• _Trecho fornecido_:
A legislação recuperacional brasileira, inspirada no modelo norte-americano, incorporou ao seu ordenamento jurídico o denominado período de suspensão, mais conhecido como stay period.
O stay period representa o mecanismo central de toda recuperação judicial, funcionando como verdadeiro pilar de sustentação do processo. Trata-se de medida que suspende o curso da prescrição, impede o prosseguimento de execuções individuais e obsta qualquer forma de expropriação de bens do devedor relacionados a créditos sujeitos à recuperação (art. 6º, incisos I, II e III, da lei 11.101/05).
Não obstante, ainda que os créditos extraconcursais – aqueles elencados no art. 49, §§ 3º e 4º, da lei 11.101/05 - não se submetam aos efeitos da recuperação judicial (em especial à novação decorrente da homologação do plano), a legislação recuperacional revela que os atos expropriatórios oriundos de execuções individuais podem ser suspensos, desde que recaiam sobre bens de capital essenciais à manutenção da atividade empresarial durante o período do stay.
Na redação original da lei 11.101/05, o prazo do stay period era fixado em improrrogáveis 180 (cento e oitenta) dias. O intuito do legislador, à época, era estabelecer um período ideal para o processamento da recuperação o qual seria suficiente para que a assembleia geral de credores fosse convocada e deliberasse sobre o plano de recuperação judicial.
Todavia, o prazo não se revelava suficiente até a deliberação do plano de recuperação judicial e, como consequência, o exaurimento do prazo resultava em uma verdadeira corrida dos credores com a retomada das execuções individuais e a liquidação desordenada do patrimônio da devedora.
A concepção original, fundada no princípio da celeridade processual, mostrou-se dissociada da realidade, pois o processo recuperacional é, por natureza, complexo, com multiplicidade de prazos concomitantes, diversidade de credores e alto grau de litígios paralelos.
Com o advento da lei 14.112/20, que modificou parcialmente a lei 11.101/05, o legislador corrigiu parte dessa dissonância, prevendo a possibilidade de prorrogação excepcional do stay period por mais 180 (cento e oitenta) dias, desde que o devedor não tenha dado causa ao atraso do procedimento (art. 6º, § 4º, da LRF).

• _Tarefas_:
A) Segundo o trecho sobre o stay period, qual era o prazo desse período na redação original da lei 11.101/05?
B) Transcreva, do trecho sobre o stay period, a parte que vai de "Não obstante, ainda" até "de recuperação judicial.".
C) Dê continuidade ao trecho sobre o stay period a partir do ponto em que ele termina.

(Itens de dados)
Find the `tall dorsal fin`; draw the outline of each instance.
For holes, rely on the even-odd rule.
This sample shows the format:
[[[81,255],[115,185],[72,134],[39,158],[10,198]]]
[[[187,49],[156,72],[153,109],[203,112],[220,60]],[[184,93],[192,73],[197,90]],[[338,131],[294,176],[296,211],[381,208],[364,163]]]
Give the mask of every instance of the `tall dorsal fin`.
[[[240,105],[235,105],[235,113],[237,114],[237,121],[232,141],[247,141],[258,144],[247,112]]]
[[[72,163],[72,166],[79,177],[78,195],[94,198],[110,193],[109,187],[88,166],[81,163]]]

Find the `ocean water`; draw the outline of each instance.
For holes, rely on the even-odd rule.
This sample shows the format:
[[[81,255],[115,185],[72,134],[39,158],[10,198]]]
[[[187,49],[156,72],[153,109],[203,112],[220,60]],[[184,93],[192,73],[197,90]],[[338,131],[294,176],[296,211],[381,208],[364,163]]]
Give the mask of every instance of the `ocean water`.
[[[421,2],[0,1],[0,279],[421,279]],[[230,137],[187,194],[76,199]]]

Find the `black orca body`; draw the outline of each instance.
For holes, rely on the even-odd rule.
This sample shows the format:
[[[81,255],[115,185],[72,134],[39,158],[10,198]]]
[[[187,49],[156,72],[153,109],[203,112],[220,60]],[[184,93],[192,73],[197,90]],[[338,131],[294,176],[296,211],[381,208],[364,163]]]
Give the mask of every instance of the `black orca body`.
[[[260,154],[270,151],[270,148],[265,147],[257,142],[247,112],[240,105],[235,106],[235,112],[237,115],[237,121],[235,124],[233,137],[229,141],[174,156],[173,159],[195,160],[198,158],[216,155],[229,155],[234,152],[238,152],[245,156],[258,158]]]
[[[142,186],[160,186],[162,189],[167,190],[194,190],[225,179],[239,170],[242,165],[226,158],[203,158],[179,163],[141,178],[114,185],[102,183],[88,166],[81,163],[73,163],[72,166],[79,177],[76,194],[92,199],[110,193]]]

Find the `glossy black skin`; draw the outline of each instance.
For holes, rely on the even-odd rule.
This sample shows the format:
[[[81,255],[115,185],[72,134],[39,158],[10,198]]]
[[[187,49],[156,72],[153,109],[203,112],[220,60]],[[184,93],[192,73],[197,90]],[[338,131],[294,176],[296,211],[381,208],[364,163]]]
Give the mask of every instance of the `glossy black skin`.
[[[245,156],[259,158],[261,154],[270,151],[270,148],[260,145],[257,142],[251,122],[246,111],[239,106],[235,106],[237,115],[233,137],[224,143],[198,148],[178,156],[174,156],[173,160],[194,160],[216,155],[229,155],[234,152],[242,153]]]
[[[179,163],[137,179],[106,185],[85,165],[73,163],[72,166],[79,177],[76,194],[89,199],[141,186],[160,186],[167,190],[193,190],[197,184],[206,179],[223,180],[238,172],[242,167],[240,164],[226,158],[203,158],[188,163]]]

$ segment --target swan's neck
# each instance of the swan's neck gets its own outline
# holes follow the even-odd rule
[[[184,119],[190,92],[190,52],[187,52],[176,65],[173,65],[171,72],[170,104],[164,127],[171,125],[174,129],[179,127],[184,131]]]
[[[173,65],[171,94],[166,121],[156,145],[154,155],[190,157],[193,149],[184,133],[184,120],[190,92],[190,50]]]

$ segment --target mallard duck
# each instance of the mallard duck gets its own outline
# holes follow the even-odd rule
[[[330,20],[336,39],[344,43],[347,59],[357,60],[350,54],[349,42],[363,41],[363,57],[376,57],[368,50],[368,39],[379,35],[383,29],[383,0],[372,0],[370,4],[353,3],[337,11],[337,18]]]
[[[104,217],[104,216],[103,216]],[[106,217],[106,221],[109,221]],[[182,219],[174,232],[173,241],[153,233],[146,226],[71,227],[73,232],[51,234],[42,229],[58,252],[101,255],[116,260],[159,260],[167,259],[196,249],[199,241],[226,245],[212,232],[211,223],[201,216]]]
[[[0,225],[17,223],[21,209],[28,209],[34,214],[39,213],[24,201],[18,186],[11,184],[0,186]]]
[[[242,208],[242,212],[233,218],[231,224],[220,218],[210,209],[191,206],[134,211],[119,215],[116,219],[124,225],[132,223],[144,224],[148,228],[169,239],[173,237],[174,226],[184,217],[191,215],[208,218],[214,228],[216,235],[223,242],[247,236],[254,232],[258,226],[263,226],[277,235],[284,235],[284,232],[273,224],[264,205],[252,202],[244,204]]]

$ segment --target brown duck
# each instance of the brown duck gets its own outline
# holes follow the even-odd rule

• _Respostas dadas_:
A) Era de 180 (cento e oitenta) dias improrrogáveis.

B)
Não obstante, ainda que os créditos extraconcursais – aqueles elencados no art. 49, §§ 3º e 4º, da lei 11.101/05 - não se submetam aos efeitos da recuperação judicial (em especial à novação decorrente da homologação do plano), a legislação recuperacional revela que os atos expropriatórios oriundos de execuções individuais podem ser suspensos, desde que recaiam sobre bens de capital essenciais à manutenção da atividade empresarial durante o período do stay.
Na redação original da lei 11.101/05, o prazo do stay period era fixado em improrrogáveis 180 (cento e oitenta) dias. O intuito do legislador, à época, era estabelecer um período ideal para o processamento da recuperação o qual seria suficiente para que a assembleia geral de credores fosse convocada e deliberasse sobre o plano de recuperação judicial.

C)
Contudo, a despeito da tentativa de correção do legislador, na prática, em muitas ocasiões a prorrogação do prazo do stay ainda não tem se tornado eficaz, de molde a trazer segurança aos envolvidos no processo de reestruturação.
Pois bem.
O objetivo essencial do stay é assegurar um fôlego financeiro à empresa com a suspensão das execuções e garantir condições de paridade entre a devedora e seus credores, permitindo a construção de uma negociação coletiva que concilie o interesse comum da classe credora com a preservação da empresa, em consonância com os princípios insculpidos no art. 47, da lei de recuperação e falências.
Logo, a superação do prazo sem deliberação sobre o plano, compromete sobremaneira o núcleo primordial do instituto da recuperação judicial e estimula a satisfação individual de créditos em detrimento do interesse coletivo.
Neste sentido, verifica-se que os credores com maior assessoramento jurídico - em regra, os de maior porte - acabam por se beneficiar em detrimento dos menores, notadamente os integrantes da classe trabalhista, que, via de regra, figuram entre os mais vulneráveis no processo recuperacional.
Em termos mais amplos, sustenta-se que a retomada prematura de execuções após o decurso do prazo do stay period configura verdadeira afronta ao princípio da par conditio creditorum.
Ainda que a prorrogação por 180 (cento e oitenta) dias represente um avanço, a realidade mostra que, em processos de grande porte – sobretudo aqueles que envolvem centenas ou milhares de credores -, o lapso máximo de um ano ainda se mostra insuficiente. O problema não reside apenas na complexidade do processo, mas também na estrutura deficitária do Poder Judiciário.
Segundo dados da Serasa Experian1, apenas no ano de 2024 foram ajuizados mais de 2.200 (dois mil e duzentos) pedidos de recuperação judicial, representando um crescimento de 61,8% (sessenta e um vírgula oito por cento) em comparação ao ano anterior.
Por sua vez, no relatório “Justiça em Números de 2024”2 elaborado pelo CNJ, aponta a existência de apenas 11 (onze) unidades judiciárias de competência especializada em falência e recuperação judicial no Brasil, cada qual sobrecarregada com uma média de 1.697 (um mil seiscentos e noventa e sete) processos em tramitação.
O ministro Luís Roberto Barroso, presidente do CNJ, advertiu que “não existe nenhum Judiciário no mundo com o volume de litigiosidade que o Brasil tem”, ressaltando que “por todo o país, os juízes brasileiros julgam mais de 2 mil processos por ano”.
Esse cenário demonstra que o modelo legislativo, ao fixar prazos rígidos, não concilia adequadamente a efetividade da máquina judiciária à duração média de um processo de recuperação judicial.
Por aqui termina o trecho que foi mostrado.